Complete the following:
(1) Reproduce the passage of the article on anti-Asian racism starting at "Palomar student Hsu-Cheng" and ending at "wore a mask.".
(2) According to the article on anti-Asian racism, what is Palomar student Aya Nakamura's field of study?

Text for analysis:
•••
Numerous reports of violence and racism toward people of Asian descent have dotted around the world in the past two months as the number of coronavirus cases continues to rise.
These attacks and micro-aggressions against Asians range from people covering their mouths in public around Asians, to racial slurs like “Chinese bitch” on social media or even getting punched in the eye. Although such a level of violence has not been reported among students at Palomar College, a few of them from China and Japan voiced their concerns.
“I didn’t experience any discrimination, but I am going back to Japan during summer break, so after that, people [in the U.S.] may avoid me or look at me with doubt,” Palomar student Aya Nakamura said in an email, who is a business major from Nara, Japan.
She is concerned that she may not be able to return to the U.S. after she visits her family and friends in Japan this summer.
“But I really need to go back to Japan because I can’t work in America and need to earn money to continue studying abroad,” she said. “I struggle everyday.”
Palomar student Hsu-Cheng Chan, who is from New Taipei, Taiwan, said that he also has not faced any microaggressions during his three-year residence in the U.S.
“But I know some friends who had experienced it,” he said.
Some of the faculty at Palomar have been aware of such micro-aggressions or implicit biases. Judy Gervasio, who works at the Office of International Education at Palomar College, said in an interview that another Japanese student was “turned away at the beginning” from receiving care at Health Services because she wore a mask.
However, Gervasio said that the international students’ primary concern is what happens if they cannot come back to the U.S.
“They could lose their schooling and visa status,” she said.
Josue David Cisneros, a professor at the University of Illinois who studies the relationship between disease and racism, told Business Insider recently that such xenophobia has deep roots in the “anti-immigration rhetoric” in American history.
In the late 1800s, many Americans on the West Coast blamed Chinese workers for lowered wages and their unemployment. Thus, the Chinese Exclusion Act of 1882 was the first major U.S. immigration law that suspended Chinese from entering the country for ten years. It also prohibited Chinese from becoming naturalized U.S. citizens.
•••
Entries provided:
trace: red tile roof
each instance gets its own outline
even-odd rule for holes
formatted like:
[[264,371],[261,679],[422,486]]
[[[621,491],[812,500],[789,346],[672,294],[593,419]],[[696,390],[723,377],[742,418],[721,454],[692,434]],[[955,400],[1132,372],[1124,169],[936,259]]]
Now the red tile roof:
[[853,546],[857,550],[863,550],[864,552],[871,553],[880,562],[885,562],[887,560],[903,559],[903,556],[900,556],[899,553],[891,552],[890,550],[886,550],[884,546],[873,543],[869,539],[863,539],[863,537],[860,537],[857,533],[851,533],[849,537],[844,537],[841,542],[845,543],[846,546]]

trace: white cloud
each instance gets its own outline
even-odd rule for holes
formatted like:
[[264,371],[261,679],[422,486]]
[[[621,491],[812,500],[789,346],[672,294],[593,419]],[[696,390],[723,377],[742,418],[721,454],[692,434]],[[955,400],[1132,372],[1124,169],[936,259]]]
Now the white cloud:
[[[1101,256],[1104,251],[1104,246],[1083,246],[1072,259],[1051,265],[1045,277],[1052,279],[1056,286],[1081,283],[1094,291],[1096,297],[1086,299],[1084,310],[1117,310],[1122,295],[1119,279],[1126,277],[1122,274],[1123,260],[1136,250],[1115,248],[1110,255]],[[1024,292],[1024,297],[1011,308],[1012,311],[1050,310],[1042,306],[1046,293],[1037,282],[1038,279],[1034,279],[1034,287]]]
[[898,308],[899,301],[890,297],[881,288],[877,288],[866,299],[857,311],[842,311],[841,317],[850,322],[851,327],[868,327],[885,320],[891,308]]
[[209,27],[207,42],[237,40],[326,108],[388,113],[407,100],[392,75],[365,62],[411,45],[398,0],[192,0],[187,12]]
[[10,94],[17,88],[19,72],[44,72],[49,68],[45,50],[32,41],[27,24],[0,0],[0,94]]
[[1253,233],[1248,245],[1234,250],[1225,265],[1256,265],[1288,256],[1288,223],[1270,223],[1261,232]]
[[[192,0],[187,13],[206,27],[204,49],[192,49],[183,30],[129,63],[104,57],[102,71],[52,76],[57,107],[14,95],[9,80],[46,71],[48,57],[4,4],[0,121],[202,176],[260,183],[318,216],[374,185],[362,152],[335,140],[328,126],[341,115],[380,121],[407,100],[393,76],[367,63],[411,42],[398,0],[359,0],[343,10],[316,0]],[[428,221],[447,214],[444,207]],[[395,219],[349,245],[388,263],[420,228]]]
•••
Solved tasks:
(1)
Palomar student Hsu-Cheng Chan, who is from New Taipei, Taiwan, said that he also has not faced any microaggressions during his three-year residence in the U.S.
“But I know some friends who had experienced it,” he said.
Some of the faculty at Palomar have been aware of such micro-aggressions or implicit biases. Judy Gervasio, who works at the Office of International Education at Palomar College, said in an interview that another Japanese student was “turned away at the beginning” from receiving care at Health Services because she wore a mask.

(2) Business.